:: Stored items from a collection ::
▼▼▼

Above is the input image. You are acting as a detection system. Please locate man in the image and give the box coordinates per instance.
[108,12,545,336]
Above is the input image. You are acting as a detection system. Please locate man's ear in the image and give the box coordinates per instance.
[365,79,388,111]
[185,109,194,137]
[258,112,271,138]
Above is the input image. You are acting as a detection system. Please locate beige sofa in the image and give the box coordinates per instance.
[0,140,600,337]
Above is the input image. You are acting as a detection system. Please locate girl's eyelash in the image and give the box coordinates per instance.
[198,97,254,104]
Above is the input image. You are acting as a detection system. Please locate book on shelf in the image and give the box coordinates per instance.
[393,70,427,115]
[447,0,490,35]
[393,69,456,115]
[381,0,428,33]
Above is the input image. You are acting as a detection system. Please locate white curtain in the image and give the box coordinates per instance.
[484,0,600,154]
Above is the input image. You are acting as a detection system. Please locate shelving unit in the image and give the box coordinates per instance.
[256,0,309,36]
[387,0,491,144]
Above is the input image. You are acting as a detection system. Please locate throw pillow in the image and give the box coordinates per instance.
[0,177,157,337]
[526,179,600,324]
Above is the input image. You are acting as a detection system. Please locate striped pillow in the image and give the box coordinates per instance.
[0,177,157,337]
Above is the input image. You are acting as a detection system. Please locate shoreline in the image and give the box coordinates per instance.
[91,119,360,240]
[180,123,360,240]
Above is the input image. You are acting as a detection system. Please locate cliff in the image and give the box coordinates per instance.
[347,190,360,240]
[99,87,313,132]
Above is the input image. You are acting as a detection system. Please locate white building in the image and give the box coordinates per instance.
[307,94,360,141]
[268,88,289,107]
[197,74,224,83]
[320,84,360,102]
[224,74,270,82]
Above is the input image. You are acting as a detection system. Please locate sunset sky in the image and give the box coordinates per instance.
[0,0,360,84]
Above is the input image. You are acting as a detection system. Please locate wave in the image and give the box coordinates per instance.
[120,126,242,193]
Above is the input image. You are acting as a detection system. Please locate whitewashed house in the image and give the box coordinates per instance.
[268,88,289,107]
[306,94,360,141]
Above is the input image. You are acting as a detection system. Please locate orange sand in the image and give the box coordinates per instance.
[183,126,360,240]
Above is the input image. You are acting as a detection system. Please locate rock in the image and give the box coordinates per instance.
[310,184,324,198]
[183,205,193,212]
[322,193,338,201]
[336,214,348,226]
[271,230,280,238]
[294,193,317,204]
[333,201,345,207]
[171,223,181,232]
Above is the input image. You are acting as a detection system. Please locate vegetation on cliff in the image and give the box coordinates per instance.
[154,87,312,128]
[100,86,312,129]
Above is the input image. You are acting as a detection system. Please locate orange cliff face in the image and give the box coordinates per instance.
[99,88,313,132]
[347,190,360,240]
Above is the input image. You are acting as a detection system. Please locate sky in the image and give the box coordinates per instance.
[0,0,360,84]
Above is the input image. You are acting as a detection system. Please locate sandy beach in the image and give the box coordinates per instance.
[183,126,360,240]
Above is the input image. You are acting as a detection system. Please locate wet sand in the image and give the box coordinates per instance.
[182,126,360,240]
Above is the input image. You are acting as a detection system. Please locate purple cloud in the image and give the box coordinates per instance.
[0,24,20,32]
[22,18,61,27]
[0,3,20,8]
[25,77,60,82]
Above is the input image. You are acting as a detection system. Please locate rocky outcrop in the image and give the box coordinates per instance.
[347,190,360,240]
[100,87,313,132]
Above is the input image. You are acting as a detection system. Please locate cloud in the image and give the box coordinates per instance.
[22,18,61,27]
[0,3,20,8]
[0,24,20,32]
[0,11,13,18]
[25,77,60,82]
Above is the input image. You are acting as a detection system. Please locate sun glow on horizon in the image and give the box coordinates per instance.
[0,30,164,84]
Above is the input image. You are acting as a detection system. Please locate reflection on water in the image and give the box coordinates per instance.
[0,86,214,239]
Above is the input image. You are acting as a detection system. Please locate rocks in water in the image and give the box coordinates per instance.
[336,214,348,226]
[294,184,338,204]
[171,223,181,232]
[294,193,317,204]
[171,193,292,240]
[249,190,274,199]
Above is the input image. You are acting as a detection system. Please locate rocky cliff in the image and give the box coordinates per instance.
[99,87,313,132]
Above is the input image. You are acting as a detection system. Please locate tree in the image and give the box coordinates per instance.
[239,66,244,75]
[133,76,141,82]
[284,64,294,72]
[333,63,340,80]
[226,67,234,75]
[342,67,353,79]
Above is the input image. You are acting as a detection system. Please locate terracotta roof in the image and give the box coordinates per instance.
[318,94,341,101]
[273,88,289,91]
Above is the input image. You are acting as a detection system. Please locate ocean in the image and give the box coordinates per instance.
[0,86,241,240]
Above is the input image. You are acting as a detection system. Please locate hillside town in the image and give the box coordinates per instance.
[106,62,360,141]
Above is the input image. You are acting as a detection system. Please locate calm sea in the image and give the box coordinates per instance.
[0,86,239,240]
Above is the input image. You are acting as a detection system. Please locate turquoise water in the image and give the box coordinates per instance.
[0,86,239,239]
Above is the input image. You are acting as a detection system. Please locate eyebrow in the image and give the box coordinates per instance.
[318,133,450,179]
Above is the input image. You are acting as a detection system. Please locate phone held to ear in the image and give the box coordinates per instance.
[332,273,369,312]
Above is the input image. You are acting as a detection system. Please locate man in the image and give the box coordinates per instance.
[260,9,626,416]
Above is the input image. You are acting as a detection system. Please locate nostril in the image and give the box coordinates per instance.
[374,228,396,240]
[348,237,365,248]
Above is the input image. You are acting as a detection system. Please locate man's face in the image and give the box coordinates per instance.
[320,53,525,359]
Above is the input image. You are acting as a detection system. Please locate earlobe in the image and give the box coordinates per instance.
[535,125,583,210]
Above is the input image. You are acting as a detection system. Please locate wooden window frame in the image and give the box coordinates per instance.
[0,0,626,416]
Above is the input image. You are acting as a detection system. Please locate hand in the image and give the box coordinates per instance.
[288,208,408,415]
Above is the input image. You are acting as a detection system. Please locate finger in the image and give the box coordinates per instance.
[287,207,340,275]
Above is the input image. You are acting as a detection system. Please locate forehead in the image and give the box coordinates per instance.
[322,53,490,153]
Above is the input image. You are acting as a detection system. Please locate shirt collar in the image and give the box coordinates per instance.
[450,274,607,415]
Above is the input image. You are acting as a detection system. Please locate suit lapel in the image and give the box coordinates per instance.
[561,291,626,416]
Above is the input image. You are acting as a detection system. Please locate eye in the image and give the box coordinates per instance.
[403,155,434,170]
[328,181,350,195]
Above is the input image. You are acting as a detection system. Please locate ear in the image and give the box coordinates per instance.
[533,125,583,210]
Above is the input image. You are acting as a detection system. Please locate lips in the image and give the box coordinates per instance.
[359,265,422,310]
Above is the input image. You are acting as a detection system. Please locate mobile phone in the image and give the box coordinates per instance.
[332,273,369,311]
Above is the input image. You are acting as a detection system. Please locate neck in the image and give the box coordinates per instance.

▲▲▲

:: Instructions for the task ::
Copy out the lines of the rows above, from the line containing "locate orange sand" through the line containing "[100,86,312,129]", both included.

:: Result for this exercise ::
Above is the input image. You are acting as a detection system. Please locate orange sand in the image and give the box coordinates per instance.
[183,126,360,240]
Above is the input image. You are acting as a detection system. Please locate rock in the image and give the box coordinates per instance.
[310,184,324,198]
[183,205,193,212]
[322,193,338,201]
[336,214,348,226]
[271,230,280,238]
[294,193,317,204]
[333,201,345,207]
[171,223,181,232]
Above is the input image. You are acting as a detection system. Please locate vegetation on cliff in the image and give the box coordinates per instance.
[154,87,312,128]
[100,86,312,129]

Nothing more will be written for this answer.